WRITTEN REQUEST: Retype the lines below word for word, starting at the line that contains "of the overcast" and continuing through the last line. Omit the pictures from your copy.

Dataset lines on where objects appear:
--- Begin ---

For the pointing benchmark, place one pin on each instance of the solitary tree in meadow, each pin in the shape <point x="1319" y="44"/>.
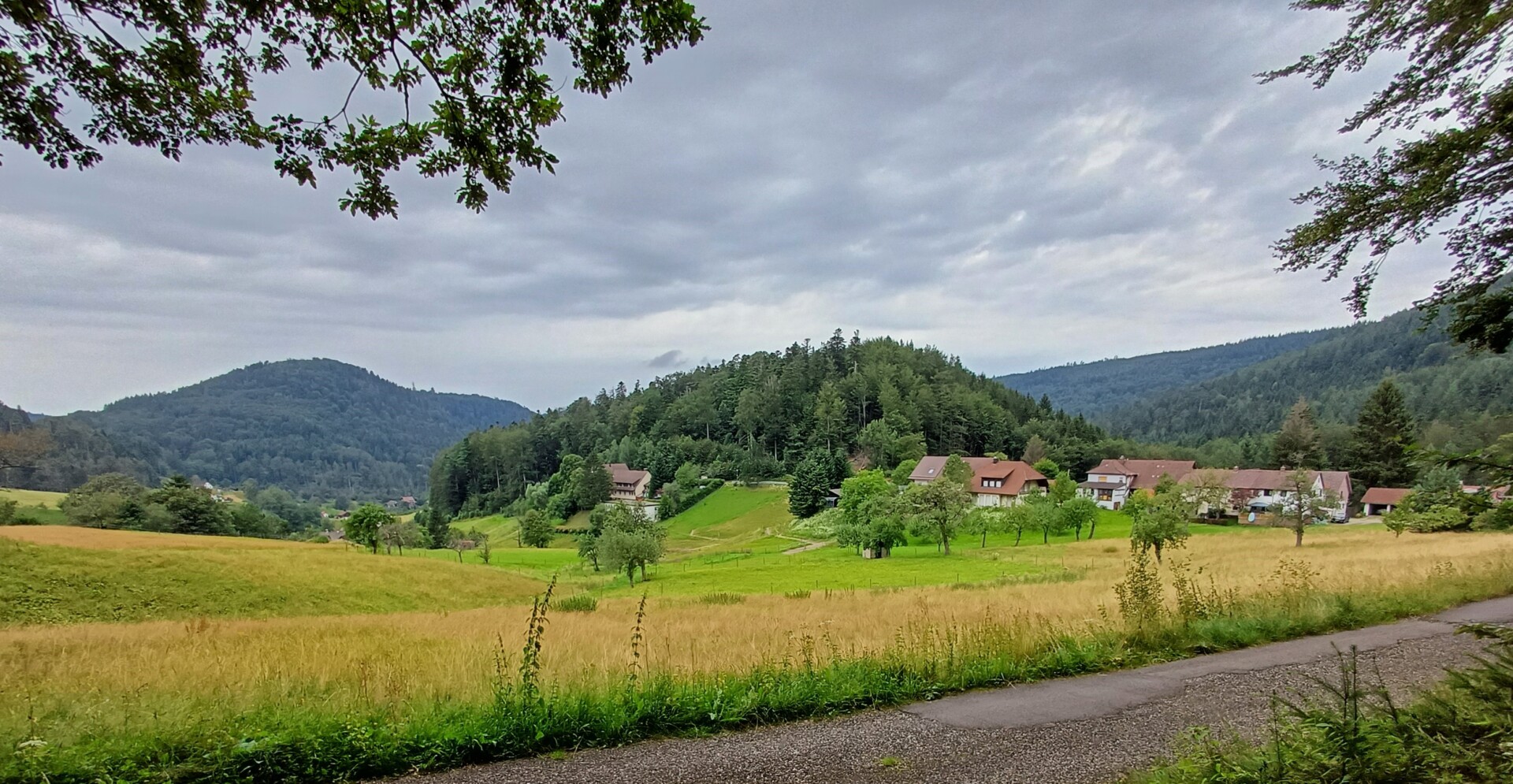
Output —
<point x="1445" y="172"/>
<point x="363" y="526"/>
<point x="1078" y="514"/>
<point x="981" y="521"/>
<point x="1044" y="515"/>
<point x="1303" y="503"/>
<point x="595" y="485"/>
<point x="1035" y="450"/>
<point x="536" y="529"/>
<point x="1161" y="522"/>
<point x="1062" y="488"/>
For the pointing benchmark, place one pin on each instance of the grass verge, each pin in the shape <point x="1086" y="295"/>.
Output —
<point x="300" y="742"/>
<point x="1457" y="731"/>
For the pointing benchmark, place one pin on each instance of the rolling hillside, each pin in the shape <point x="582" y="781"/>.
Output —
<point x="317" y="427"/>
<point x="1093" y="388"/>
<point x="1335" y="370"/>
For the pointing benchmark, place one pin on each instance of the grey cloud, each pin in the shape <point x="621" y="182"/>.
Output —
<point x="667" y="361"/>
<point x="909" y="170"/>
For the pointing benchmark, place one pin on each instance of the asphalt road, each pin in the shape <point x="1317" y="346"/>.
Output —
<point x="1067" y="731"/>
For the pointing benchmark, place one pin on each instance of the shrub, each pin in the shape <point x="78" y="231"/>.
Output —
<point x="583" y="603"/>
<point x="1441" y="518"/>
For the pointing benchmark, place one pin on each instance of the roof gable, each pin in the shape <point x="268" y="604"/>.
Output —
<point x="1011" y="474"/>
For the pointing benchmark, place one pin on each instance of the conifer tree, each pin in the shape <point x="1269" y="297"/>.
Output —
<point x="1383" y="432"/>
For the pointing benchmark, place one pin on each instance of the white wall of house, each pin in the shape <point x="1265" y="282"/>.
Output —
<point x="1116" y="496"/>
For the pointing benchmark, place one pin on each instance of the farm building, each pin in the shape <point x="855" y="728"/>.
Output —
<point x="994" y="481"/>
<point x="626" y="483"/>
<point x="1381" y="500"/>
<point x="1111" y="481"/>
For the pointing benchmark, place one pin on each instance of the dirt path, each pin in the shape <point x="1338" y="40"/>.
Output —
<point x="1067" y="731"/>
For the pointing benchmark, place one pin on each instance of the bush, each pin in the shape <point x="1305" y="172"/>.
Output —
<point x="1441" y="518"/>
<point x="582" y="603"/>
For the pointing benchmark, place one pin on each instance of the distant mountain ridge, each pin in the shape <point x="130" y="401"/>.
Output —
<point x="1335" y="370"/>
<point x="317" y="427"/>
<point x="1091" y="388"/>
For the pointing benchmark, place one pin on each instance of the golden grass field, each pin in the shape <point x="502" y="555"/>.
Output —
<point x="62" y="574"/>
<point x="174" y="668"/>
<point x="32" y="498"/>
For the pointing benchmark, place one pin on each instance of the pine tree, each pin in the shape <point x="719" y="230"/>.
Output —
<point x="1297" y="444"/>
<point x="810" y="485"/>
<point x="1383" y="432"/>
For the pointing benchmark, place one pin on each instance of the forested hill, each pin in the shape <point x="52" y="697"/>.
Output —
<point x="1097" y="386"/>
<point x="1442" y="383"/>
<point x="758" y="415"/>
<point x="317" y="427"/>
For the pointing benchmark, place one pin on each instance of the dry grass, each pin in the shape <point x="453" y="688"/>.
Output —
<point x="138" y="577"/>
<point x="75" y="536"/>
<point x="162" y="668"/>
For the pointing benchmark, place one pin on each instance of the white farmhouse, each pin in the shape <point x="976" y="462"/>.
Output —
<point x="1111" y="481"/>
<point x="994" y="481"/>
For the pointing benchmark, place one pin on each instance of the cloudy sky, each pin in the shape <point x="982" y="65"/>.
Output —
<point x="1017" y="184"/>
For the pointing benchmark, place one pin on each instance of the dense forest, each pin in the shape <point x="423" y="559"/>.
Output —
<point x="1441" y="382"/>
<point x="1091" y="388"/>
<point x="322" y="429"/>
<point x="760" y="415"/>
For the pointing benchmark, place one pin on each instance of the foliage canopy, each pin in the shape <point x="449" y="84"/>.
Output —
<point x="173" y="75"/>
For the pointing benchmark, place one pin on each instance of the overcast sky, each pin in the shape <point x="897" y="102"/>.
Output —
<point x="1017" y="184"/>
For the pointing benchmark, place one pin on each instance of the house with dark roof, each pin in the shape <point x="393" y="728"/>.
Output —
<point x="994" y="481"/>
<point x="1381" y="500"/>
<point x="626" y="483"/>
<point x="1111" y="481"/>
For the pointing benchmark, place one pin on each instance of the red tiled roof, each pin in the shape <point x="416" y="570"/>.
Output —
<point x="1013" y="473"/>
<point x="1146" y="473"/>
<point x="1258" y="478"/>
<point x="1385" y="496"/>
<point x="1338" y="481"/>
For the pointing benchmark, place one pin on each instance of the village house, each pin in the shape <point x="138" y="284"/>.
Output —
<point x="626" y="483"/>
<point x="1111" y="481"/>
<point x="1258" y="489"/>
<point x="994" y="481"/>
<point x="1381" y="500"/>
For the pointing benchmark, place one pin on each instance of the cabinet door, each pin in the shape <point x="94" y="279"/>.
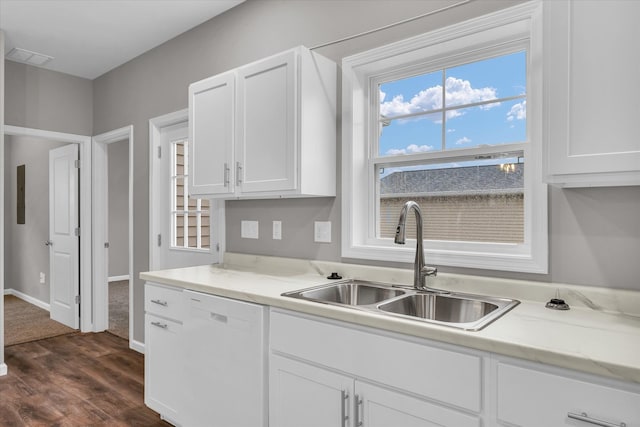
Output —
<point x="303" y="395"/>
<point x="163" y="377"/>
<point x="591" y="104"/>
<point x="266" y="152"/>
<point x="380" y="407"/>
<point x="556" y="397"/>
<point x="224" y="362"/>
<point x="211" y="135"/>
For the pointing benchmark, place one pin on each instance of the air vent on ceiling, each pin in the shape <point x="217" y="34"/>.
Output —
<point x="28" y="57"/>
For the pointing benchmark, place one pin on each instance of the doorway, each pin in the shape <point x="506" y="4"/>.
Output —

--- End ---

REPLY TO THE TASK:
For the pointing benchmark, place one pin on each instance of the overcast sky, each pin in the shape <point x="897" y="102"/>.
Output —
<point x="1017" y="184"/>
For the pointing benchmark, place one pin on each instance of the house with dark roof, each pin in the shape <point x="393" y="728"/>.
Output —
<point x="994" y="481"/>
<point x="1381" y="500"/>
<point x="626" y="483"/>
<point x="1111" y="481"/>
For the pointing benchmark, place one pin on each instance of the red tiled roof, each pin in the shape <point x="416" y="570"/>.
Output —
<point x="1013" y="473"/>
<point x="1146" y="473"/>
<point x="1258" y="478"/>
<point x="1385" y="496"/>
<point x="1338" y="481"/>
For the pointing benchmark, place one pin on each instance of the village house, each pin in the shape <point x="138" y="284"/>.
Output —
<point x="626" y="483"/>
<point x="1111" y="481"/>
<point x="1258" y="489"/>
<point x="994" y="481"/>
<point x="1381" y="500"/>
For the pointing benchmark, place one pin on each instance of the cabinet door, each pin in the shape <point x="94" y="279"/>.
Output —
<point x="303" y="395"/>
<point x="163" y="377"/>
<point x="591" y="104"/>
<point x="266" y="152"/>
<point x="380" y="407"/>
<point x="556" y="397"/>
<point x="224" y="362"/>
<point x="211" y="135"/>
For the pointing benchmark, place one pin on each instance of the air vent on ceiling, each pin in the shape <point x="217" y="34"/>.
Output —
<point x="28" y="57"/>
For the pointing benchmark, place one pin on each instance of the doorway, each pin in the shape <point x="506" y="4"/>.
Output —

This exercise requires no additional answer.